>> BEGIN Document passage

The response I recently provoked with a few brief, innocuous and mildly sympathetic words about Israel was enough to convince me that the answer is yes. Big Sister is watching and listening. Who knows how much of what appears online is a performance in order to avoid provoking these censors and their gendarme, the internet mob.

A few weeks ago, I was privileged to be interviewed by Meghan Murphy, a young and radical Canadian feminist at Feminist Current. The podcast lasts 55 rather wonderful minutes. Murphy is a true Fourth Wave torchbearer and I am thrilled to be in touch with her.

We covered many issues, including the disappearance of radical feminist knowledge; the unprecedented opening in history that Second Wave feminists had—the likes of which has not been seen since; what being alive at that moment meant to me as an intellectual; the three tributaries that constitute the Second Wave (civil rights, left-inspired activism, and the feminist transformation of the professions); the importance of universalist values as opposed to relativist values; campaigns opposing pornography, prostitution, and trafficking; the embarrassment that women’s studies has become; how the best and brightest minds of my feminist generation were quickly out of print and out of mind; the faux-feminist prioritizing of Sharia law and race over sex/gender; the nature of femicide; the danger of jihad; the extent to which the obsession with the transgender issue has not only erased women’s issues but may also constitute one of the many faces of male backlash; how radical feminists have been attacked and death threatened when they share a view of the transgender phenomenon as diversionary and minor; the balkanization of identity; the way in which intersectionality is increasingly used to bludgeon radical feminist ideas; the danger of conformity and cowardice in the face of totalitarian regimes; the importance of tolerating, even celebrating, different points of view; the ways in which politically “incorrect” ideas are being boycotted and censored; and the issues that cry out for feminist analysis and support such as FGM, polygamy, child marriage, honor based violence, honor killing, and the burqa.

On a whim, when I revisited the site, I noticed, to my surprise, that there were 93 comments and counting. That’s impressive given that only 737 people are “counted” as having listened. Alright, it’s all good. Murphy and I drew an active group of listeners.

But then I started reading the comments. Around 65 percent by my count were about something I’d said in passing at two different times and for a total time of less than one minute on the podcast.

I had said that I’d been “accused” of being too “positive about Israel” (although I said nothing further about Israel) and that I’d noted a “rise in ethnic bigotry towards the Jewish people in general, and among some feminists too.”

Thus, I spent less than one minute on these two points, over and against 54 minutes of an intense, feminist conversation. It is important to note that the audience here is primarily a feminist one. However, only 27 percent of these comments were about feminist and gender issues; and 6 percent praised (or critiqued) the conversation. Some defended my right to speak, no matter what I had to say.

But the loudest, most vocal, and most vicious comments spouted blood libels about Jews and Israel. One must assume that such Judeophobic poisoned propaganda has fully infiltrated the feminist discourse. This is certainly the case when you realize who the American National Women’s Studies Association honors (Angela Davis; Jasbir Puah) and who women’s studies departments dis-invite (Ayaan Hirsi Ali).

>> END Document passage
>> BEGIN Data section

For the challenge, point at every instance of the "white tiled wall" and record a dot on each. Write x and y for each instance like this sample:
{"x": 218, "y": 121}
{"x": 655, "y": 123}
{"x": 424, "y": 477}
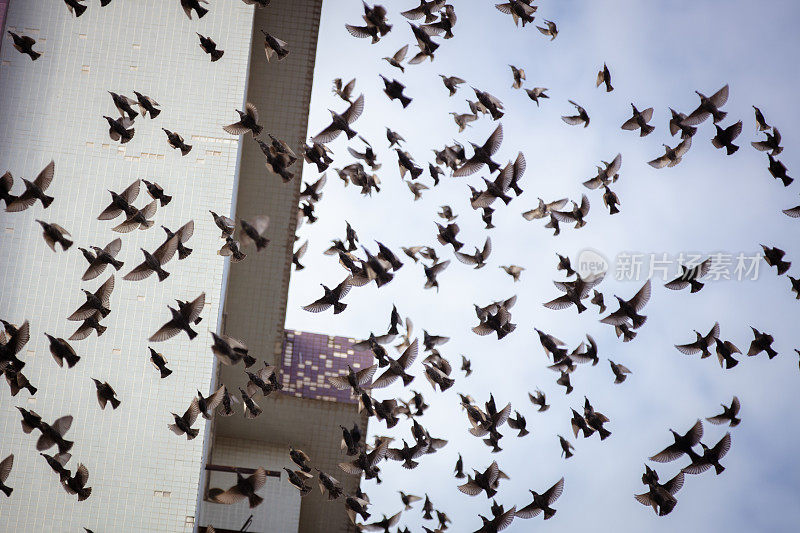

>> END Data section

→ **Required tasks**
- a) How many comments had the podcast page drawn when the writer revisited it, according to the essay about the Feminist Current interview?
- b) Repeat the essay about the Feminist Current interview from "A few weeks" up to and including "touch with her.".
- c) Carry on writing the essay about the Feminist Current interview, starting right after its last sentence.

→ **Expected responses**
- a) 93 comments and counting.

- b)
A few weeks ago, I was privileged to be interviewed by Meghan Murphy, a young and radical Canadian feminist at Feminist Current. The podcast lasts 55 rather wonderful minutes. Murphy is a true Fourth Wave torchbearer and I am thrilled to be in touch with her.

- c)
It is heartrending but not surprising that two icons acknowledged as feminists, Alice Walker and Angela Davis, have very strong and very negative views about Israel and perhaps about those Jews who support the existence of a Jewish state without needing to immediately criticize its every imperfection.

It is also possible that nonfeminist Jew-haters and anti-Zionists have infiltrated feminist space. I have definitely seen this happen on listserv groups over and over again. No matter what the subject may be, it all becomes a forum to discuss Israel/Palestine—but only from a pro-Palestine point of view.

Perhaps these comments are but a small example of the kind of internet “mobbing” that leads to wrecked reputations, the loss of employment, the need for police protection. In the case of professor Andrew Pessin, I referred to this as “a bee swarm.”

Here, come, read what these commenters had to say in response to a purely feminist conversation.

I don’t think you understand the scale of what Israel and more specifically the zionists have done, are doing and plan to do. It is very very serious and they are very serious rogue state, as bad as the US and worse, because they are responsible for 911 and a very fake war of terror. (Again, I am not shooting from the hip. I’ve studied this since its inception.) The hatred for Israel also goes back to historic animosity for Jews because they have been and still are usurers who are stealing people’s lives through debt slavery, and because they are tribal supremacists – very well funded networks of them are. Until we recognize that, until we understand the reasons behind the expulsions (abusive usury), until the Jews themselves recognize this (some do) and look at their group’s behavior, the world will be stuck in a tribal world largely created by Jews. This is some of the root of the animosity.

She lost me at Israel. Women who read Feminist Current do their research. She is a shill for Israel. I respect Judaism as a religion, but Israel is committing genocide against the Palestinians, Israel attacked the USS Liberty, killing American sailors, and Israel and the neocons in the Bush administration did 9/11.

Israel is non-negotiable. I agree with MM. Israel is responsible for 911 by the way, and so much more. I have done a lot of research on them through the years, and you need to worry about them. No Jew will go against them, even the best of them. It is a problem.

It’s male Israel reversing the contempt inherent in the holocaust onto the Palestinians and in the process scapegoating its women too. The Jewish left in Europe fought the founding of Israel, and the male Jewish right pushed it. This is South Africa all over again, and Israel is to the U.S. what northern Ireland is to Britain, a settler colony used to seize control of a geographical area.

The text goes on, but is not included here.